I was thinking about this last night, and I'm starting to wonder whether or not it really is the video card. Considering the fact that the fan on it still works and that the monitor "knows" when it is connected to it, perhaps it is my motherboard. I don't know nearly enough about computers to say that with any kind of faith that I'm right, but just a thought. Wow I really hope not.


----------



## batty_professor (Jul 29, 2004)

This is starting to sound much like MoBo or processor. You could try starting with only one Ram stick in place, no boot? switch them and try again. Perhaps one is failed. Is there two LED's on your front panel? One to indicate power (green) and another for HDD activity(amber)? Does the amber light, and if so blink or steady on? Binking would be a good sign. As it would indicate HDD activity, which only occurs if the MoBo and processor are talking. And your battery is a silver disk about 3/4 inch in diameter. Usually located on a corner opposite of the processor. It could also be that your power supply has a problem. The 3.3 volts may have dropped out. Very unusual for that to be, but if it is, a relatively inexpensive fix. My current machine is an old (2yrs) E-Machine box. It had a power supply failure that amounted to the 5VSB going wild,11 volts! destroyed parts on the standby line. I didn't realize this until I connected that power supply to another MoBo and smoked it too! (OUCH) It was one I had just gotten! Pieces of northbridge not recovered! But the celeron processor survived. So it was just a nice box to build another system into.


----------



## wootmachine9000 (Jan 23, 2006)

*Hmmm...*

I am definitely thinking that myself as well. It makes sense to me that the LED's on the RAM wouldn't be lit if one of those weren't working (particularly the mobo). Assuming I hooked up the HDD LED right (don't know if I did, b/c the spot for the light on my case looks the same with the computer on and off). It definitely sounds as though it is working though. 

So how do I determine what the problem actually is (at this point I'm pretty sure it's either the CPU or the mobo, or the PSU [hopefully])?


----------



## wootmachine9000 (Jan 23, 2006)

=== To do ===
Pull from the forum thread the exact words running from "I am definitely" up to and including "is working though.". Rely only on the forum thread.

=== Provided records ===
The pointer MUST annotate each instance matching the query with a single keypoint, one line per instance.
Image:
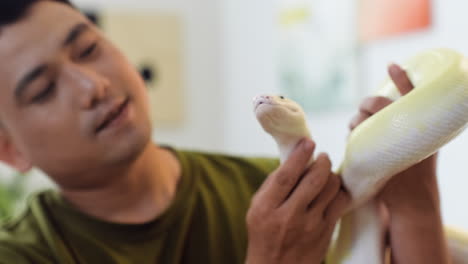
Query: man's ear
(10, 154)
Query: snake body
(409, 130)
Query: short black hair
(11, 11)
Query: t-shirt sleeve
(9, 255)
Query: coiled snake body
(409, 130)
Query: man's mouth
(112, 115)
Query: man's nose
(92, 87)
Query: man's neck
(140, 195)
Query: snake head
(280, 116)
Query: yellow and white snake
(409, 130)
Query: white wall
(230, 57)
(249, 44)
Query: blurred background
(205, 60)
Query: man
(72, 105)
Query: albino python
(407, 131)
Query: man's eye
(88, 51)
(42, 96)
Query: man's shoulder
(227, 173)
(22, 237)
(225, 163)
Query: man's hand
(292, 216)
(414, 186)
(410, 198)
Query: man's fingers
(400, 78)
(310, 185)
(285, 178)
(358, 119)
(338, 206)
(372, 105)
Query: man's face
(69, 100)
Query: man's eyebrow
(28, 78)
(74, 33)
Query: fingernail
(307, 145)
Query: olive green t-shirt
(204, 224)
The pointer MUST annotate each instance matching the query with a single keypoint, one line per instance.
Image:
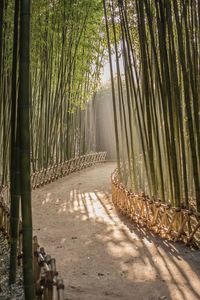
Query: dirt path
(102, 255)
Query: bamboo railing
(56, 171)
(48, 285)
(165, 220)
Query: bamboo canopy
(157, 94)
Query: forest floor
(102, 255)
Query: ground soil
(103, 255)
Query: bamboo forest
(99, 149)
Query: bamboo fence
(177, 224)
(47, 282)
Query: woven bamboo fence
(56, 171)
(177, 224)
(48, 285)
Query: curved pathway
(102, 255)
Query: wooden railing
(48, 285)
(167, 221)
(56, 171)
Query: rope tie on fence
(165, 220)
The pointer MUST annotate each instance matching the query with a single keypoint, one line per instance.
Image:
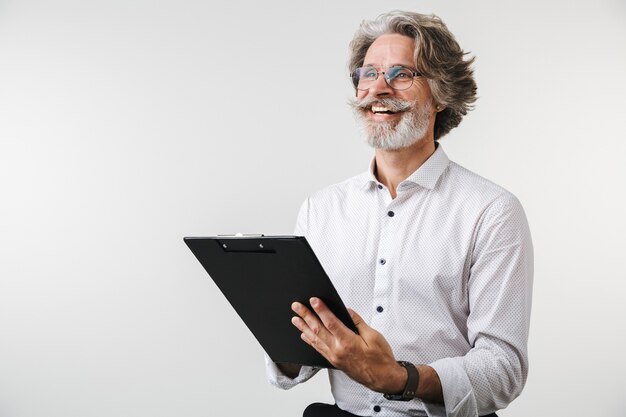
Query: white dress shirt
(443, 271)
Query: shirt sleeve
(274, 374)
(494, 371)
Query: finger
(310, 325)
(328, 318)
(359, 323)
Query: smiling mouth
(381, 110)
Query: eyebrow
(392, 65)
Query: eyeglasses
(398, 77)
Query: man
(436, 260)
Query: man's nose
(380, 87)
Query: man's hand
(367, 357)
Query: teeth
(377, 109)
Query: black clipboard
(261, 276)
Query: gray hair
(438, 57)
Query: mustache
(393, 104)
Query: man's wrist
(411, 382)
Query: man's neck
(393, 167)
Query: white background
(128, 124)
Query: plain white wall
(128, 124)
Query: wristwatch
(411, 383)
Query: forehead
(391, 49)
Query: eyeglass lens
(398, 78)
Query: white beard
(411, 128)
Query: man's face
(412, 116)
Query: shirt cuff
(282, 381)
(458, 394)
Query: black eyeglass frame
(355, 81)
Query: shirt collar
(426, 175)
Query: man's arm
(365, 357)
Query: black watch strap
(410, 389)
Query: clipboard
(261, 276)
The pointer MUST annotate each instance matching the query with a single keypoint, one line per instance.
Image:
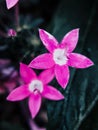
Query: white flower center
(36, 86)
(60, 57)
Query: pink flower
(35, 88)
(9, 77)
(11, 3)
(12, 33)
(60, 56)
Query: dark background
(79, 110)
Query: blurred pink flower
(60, 56)
(11, 3)
(35, 88)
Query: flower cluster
(56, 63)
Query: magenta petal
(26, 73)
(34, 104)
(70, 40)
(47, 75)
(52, 93)
(19, 93)
(43, 61)
(11, 3)
(62, 75)
(48, 40)
(79, 61)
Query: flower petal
(62, 75)
(43, 61)
(48, 40)
(70, 40)
(19, 93)
(47, 75)
(26, 73)
(11, 3)
(34, 104)
(79, 61)
(52, 93)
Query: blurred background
(19, 42)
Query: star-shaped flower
(11, 3)
(35, 88)
(60, 56)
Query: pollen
(36, 86)
(60, 57)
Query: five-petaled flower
(11, 3)
(60, 56)
(35, 88)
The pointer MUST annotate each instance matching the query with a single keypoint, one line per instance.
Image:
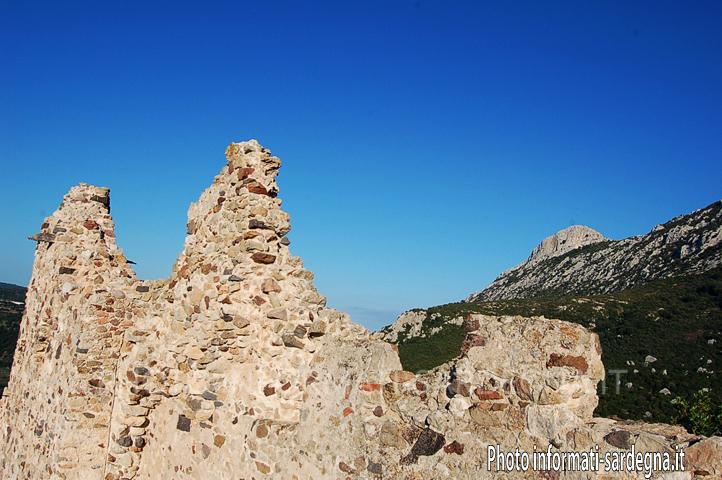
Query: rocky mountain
(234, 368)
(646, 333)
(579, 260)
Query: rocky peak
(234, 367)
(579, 260)
(564, 241)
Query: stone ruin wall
(234, 368)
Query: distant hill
(12, 304)
(666, 334)
(581, 261)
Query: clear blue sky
(427, 145)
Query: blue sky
(427, 145)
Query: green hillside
(678, 321)
(12, 298)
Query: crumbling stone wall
(234, 368)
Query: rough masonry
(234, 368)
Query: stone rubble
(234, 368)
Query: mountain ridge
(686, 244)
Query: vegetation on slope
(12, 298)
(677, 321)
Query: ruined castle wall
(58, 403)
(234, 367)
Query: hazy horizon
(426, 146)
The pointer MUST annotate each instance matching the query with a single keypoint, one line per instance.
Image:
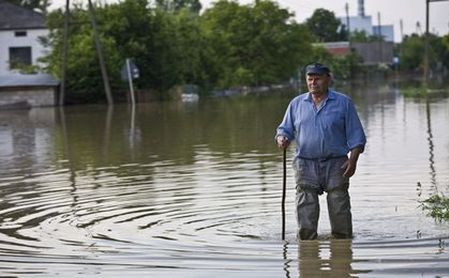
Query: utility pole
(64, 53)
(426, 49)
(380, 38)
(104, 73)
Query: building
(364, 23)
(28, 90)
(20, 30)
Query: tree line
(227, 45)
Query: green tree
(362, 36)
(177, 5)
(325, 26)
(254, 44)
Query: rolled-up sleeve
(287, 127)
(354, 129)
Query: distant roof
(27, 80)
(16, 17)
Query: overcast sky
(391, 12)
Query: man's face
(317, 83)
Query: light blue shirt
(328, 131)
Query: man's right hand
(282, 142)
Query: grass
(437, 206)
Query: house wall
(8, 39)
(34, 96)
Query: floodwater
(194, 190)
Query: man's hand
(282, 142)
(349, 168)
(351, 164)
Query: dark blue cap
(317, 68)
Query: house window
(19, 56)
(20, 33)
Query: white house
(20, 29)
(363, 22)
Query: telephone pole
(64, 53)
(426, 48)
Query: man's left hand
(349, 168)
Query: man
(326, 128)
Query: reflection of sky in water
(198, 188)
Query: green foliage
(437, 206)
(325, 26)
(41, 5)
(255, 44)
(412, 52)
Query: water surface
(194, 190)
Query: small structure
(20, 30)
(363, 22)
(26, 91)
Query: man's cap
(317, 68)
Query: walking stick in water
(284, 185)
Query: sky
(391, 12)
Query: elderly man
(329, 138)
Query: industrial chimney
(361, 8)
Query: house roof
(16, 17)
(27, 80)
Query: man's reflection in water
(314, 261)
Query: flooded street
(194, 190)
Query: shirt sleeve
(287, 127)
(354, 130)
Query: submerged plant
(437, 206)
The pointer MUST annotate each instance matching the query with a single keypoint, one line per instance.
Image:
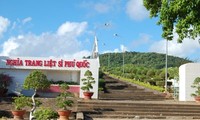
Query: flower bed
(54, 90)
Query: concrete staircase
(127, 101)
(118, 90)
(96, 109)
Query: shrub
(45, 114)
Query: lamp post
(116, 35)
(166, 69)
(108, 56)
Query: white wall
(187, 73)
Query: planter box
(54, 90)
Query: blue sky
(66, 28)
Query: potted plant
(196, 86)
(87, 85)
(5, 81)
(20, 103)
(63, 102)
(35, 80)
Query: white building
(187, 73)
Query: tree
(183, 15)
(35, 80)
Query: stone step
(131, 117)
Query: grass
(146, 85)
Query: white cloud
(136, 10)
(9, 46)
(117, 50)
(72, 28)
(58, 44)
(28, 19)
(4, 23)
(101, 8)
(123, 48)
(143, 40)
(185, 49)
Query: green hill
(144, 67)
(152, 60)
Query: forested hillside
(144, 67)
(152, 60)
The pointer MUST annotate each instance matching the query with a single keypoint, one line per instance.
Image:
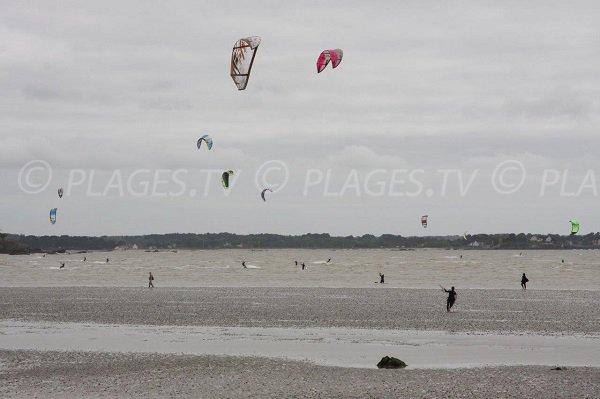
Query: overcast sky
(482, 114)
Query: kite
(262, 194)
(225, 178)
(206, 138)
(242, 58)
(574, 227)
(53, 215)
(335, 56)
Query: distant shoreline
(27, 244)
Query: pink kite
(335, 56)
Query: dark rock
(388, 362)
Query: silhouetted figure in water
(451, 298)
(524, 281)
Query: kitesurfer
(524, 281)
(451, 298)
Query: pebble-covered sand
(103, 375)
(80, 374)
(498, 311)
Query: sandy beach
(101, 375)
(499, 311)
(494, 313)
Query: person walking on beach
(524, 281)
(451, 298)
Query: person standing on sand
(451, 298)
(524, 281)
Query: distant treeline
(16, 244)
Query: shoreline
(495, 311)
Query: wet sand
(71, 373)
(95, 375)
(497, 311)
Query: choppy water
(276, 268)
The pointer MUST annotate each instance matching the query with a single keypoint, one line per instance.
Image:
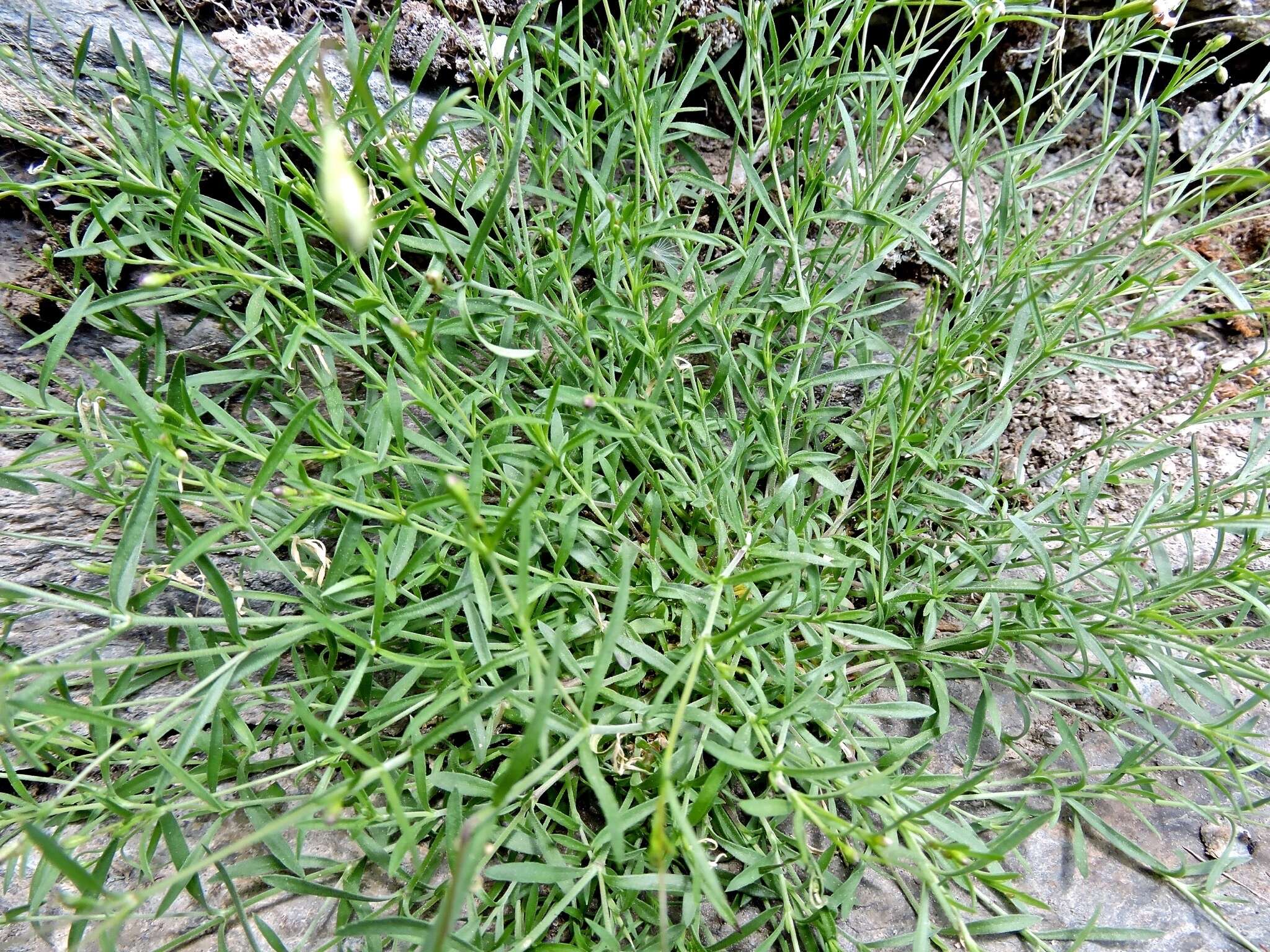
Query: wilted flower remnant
(1165, 12)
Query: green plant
(606, 523)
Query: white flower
(1165, 13)
(345, 195)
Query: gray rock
(1245, 19)
(52, 33)
(1233, 130)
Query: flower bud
(155, 280)
(345, 195)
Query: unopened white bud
(345, 195)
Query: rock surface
(1233, 130)
(52, 37)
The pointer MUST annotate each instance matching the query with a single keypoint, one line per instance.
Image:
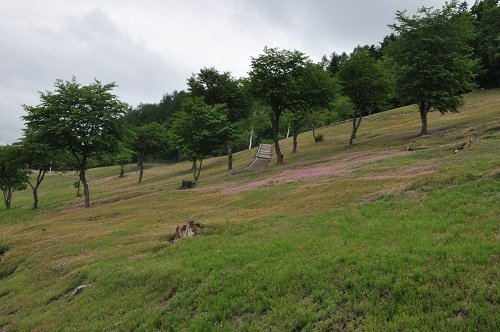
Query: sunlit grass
(386, 244)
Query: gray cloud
(151, 48)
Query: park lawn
(388, 239)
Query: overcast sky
(150, 47)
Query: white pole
(251, 139)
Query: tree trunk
(78, 188)
(279, 156)
(251, 138)
(355, 125)
(86, 191)
(229, 157)
(141, 171)
(35, 197)
(122, 171)
(197, 174)
(7, 195)
(294, 149)
(141, 165)
(423, 117)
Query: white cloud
(151, 47)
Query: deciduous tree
(432, 54)
(363, 82)
(84, 119)
(13, 172)
(221, 88)
(199, 130)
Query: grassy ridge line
(325, 253)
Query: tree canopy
(433, 56)
(287, 80)
(363, 82)
(199, 131)
(84, 119)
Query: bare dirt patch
(334, 166)
(405, 172)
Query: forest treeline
(429, 59)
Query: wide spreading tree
(40, 158)
(13, 172)
(432, 54)
(83, 119)
(363, 81)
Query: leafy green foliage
(157, 112)
(85, 120)
(200, 130)
(222, 89)
(13, 172)
(287, 80)
(363, 81)
(433, 57)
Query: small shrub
(319, 138)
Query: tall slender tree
(364, 83)
(199, 131)
(221, 88)
(432, 54)
(13, 172)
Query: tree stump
(187, 184)
(188, 230)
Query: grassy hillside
(368, 237)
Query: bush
(319, 138)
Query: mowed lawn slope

=== Reply to the exercise ===
I am definitely thinking that myself as well. It makes sense to me that the LED's on the RAM wouldn't be lit if one of those weren't working (particularly the mobo). Assuming I hooked up the HDD LED right (don't know if I did, b/c the spot for the light on my case looks the same with the computer on and off). It definitely sounds as though it is working though.